> **GIVEN INSTRUCTION**: Only the lines from the line holding "Target: black plastic sheet" to the last line should be output, each exactly as given.
:::::
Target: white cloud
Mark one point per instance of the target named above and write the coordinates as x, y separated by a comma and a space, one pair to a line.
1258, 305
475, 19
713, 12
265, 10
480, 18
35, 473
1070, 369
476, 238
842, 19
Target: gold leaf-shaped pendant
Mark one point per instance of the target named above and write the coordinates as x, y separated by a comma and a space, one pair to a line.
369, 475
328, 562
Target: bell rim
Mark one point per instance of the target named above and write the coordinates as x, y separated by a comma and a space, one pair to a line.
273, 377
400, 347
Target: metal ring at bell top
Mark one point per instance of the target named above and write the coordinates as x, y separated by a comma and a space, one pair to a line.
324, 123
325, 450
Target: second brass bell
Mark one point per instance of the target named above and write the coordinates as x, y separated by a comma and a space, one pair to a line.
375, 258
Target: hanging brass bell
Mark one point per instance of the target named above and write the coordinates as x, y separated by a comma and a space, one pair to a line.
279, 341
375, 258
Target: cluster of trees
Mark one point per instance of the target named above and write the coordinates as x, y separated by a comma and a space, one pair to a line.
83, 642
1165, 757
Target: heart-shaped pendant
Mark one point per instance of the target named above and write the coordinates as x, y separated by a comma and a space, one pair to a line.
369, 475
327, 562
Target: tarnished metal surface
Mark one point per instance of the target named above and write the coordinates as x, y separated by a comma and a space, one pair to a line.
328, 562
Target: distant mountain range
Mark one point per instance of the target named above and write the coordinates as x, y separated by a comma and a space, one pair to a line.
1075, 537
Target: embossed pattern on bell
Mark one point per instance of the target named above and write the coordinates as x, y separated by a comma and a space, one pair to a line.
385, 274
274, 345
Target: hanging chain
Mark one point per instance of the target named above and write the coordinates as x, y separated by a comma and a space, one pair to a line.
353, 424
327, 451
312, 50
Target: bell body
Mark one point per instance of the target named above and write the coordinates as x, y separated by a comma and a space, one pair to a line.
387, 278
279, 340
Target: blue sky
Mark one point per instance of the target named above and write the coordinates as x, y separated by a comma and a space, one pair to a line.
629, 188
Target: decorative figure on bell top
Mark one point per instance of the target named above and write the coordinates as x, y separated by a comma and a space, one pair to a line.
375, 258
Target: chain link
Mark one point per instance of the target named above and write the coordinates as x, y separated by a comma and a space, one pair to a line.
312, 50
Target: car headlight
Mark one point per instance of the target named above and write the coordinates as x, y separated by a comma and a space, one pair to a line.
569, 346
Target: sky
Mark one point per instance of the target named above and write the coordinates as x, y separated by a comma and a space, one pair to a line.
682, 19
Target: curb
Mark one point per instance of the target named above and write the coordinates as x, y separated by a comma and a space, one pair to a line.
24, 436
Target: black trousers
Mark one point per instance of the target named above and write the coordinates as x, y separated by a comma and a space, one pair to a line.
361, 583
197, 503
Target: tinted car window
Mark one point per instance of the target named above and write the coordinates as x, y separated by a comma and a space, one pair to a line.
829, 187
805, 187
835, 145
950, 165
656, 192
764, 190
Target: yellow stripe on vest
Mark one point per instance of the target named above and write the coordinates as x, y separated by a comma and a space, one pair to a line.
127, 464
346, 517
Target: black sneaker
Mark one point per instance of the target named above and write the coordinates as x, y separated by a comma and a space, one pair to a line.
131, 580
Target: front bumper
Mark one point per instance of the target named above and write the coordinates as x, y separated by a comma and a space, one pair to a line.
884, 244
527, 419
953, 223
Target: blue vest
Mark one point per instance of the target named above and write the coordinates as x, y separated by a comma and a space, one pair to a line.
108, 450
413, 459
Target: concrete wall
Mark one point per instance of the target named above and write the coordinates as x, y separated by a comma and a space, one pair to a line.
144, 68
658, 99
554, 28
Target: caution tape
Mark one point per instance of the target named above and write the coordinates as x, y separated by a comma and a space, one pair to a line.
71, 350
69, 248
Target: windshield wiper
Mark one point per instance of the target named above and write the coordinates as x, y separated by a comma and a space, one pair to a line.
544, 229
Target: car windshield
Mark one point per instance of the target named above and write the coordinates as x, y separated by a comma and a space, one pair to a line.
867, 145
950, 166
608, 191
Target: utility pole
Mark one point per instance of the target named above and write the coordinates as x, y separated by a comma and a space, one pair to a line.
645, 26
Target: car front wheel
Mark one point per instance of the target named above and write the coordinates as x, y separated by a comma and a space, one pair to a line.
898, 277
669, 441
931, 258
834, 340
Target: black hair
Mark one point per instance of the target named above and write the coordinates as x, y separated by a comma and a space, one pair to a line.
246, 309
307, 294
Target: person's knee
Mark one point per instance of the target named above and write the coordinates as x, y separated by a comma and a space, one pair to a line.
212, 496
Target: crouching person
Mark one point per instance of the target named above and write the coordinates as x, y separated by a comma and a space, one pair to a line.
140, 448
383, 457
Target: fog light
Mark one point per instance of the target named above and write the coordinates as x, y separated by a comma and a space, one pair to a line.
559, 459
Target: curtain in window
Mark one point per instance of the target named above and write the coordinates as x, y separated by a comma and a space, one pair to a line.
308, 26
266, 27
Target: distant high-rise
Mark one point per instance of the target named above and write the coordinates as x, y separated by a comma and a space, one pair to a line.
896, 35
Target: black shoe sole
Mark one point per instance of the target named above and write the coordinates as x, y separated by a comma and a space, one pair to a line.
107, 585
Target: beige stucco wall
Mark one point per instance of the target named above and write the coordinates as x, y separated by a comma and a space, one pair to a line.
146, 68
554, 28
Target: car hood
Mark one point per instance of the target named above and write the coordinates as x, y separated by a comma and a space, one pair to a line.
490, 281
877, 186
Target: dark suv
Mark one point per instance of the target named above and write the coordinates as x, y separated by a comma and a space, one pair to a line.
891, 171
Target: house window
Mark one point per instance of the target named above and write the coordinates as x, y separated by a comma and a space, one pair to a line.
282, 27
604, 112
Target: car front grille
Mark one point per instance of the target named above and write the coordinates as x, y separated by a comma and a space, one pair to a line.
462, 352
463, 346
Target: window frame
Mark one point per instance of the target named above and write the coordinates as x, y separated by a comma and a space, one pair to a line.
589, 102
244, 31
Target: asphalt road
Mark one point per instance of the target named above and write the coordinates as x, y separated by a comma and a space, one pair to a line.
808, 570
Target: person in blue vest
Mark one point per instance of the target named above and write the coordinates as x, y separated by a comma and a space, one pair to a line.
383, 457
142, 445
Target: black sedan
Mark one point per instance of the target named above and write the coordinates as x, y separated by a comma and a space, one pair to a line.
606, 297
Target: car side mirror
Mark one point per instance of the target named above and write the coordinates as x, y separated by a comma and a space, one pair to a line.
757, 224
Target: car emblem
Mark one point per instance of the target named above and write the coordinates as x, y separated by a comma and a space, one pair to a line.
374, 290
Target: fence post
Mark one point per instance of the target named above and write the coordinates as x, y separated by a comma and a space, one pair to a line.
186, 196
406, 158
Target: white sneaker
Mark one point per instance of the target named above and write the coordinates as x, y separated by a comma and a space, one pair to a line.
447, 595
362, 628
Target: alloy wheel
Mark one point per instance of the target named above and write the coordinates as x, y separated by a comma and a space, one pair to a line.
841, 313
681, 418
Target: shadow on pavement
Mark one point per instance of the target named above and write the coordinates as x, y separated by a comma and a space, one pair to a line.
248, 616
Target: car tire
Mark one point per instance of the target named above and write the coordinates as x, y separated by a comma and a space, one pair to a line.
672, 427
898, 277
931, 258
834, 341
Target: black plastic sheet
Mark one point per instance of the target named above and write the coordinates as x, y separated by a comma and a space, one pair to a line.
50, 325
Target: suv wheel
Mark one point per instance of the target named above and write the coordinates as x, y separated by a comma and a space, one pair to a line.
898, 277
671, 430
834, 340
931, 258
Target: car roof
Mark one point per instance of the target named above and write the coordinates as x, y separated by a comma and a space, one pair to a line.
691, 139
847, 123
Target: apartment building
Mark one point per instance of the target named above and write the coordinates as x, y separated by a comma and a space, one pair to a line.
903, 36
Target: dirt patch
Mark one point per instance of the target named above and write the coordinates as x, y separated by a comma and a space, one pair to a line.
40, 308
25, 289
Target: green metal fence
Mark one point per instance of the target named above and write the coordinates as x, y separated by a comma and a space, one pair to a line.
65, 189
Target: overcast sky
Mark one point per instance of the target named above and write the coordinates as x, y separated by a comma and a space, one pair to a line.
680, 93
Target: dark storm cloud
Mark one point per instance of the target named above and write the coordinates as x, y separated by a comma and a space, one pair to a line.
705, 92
:::::
> **SOLUTION FOR THIS PROBLEM**:
Target: black plastic sheet
Mark one point per instance of the target named above and write the coordinates as x, y separated by a comma and a space, one pair to a line.
50, 325
Target: suv wheel
Mark one point per instance of the target named above and write the coordinates as x, y separated by a comma and a space, one pair to a line.
898, 277
671, 430
834, 340
931, 258
Target: car roof
Mark one point per instance of the target named above and write the coordinates as x, y separated by a comma and a space, one pair to a line.
691, 139
847, 123
Target: apartment building
Mark one point per instance of the target named above and write the coordinates as x, y separated by a comma and a space, one pair to a line.
903, 36
Target: dirt patch
Mark one point per instance of the target named above and write the coordinates as x, y separated by a comma and a space, one pair to a line.
40, 308
25, 289
Target: green metal fence
Mark one point per instance of the target named above and write the coordinates as x, y separated by a comma and a space, one pair to a line.
65, 189
Target: overcast sky
Mark one point per instance of the target named above and write the coordinates as x, y separated by a comma and a space, one pair to a line.
680, 93
Target: dark storm cloud
Mark one point per instance of the target named above and write the coordinates as x, y separated by a comma and a space, one pair to a line.
705, 92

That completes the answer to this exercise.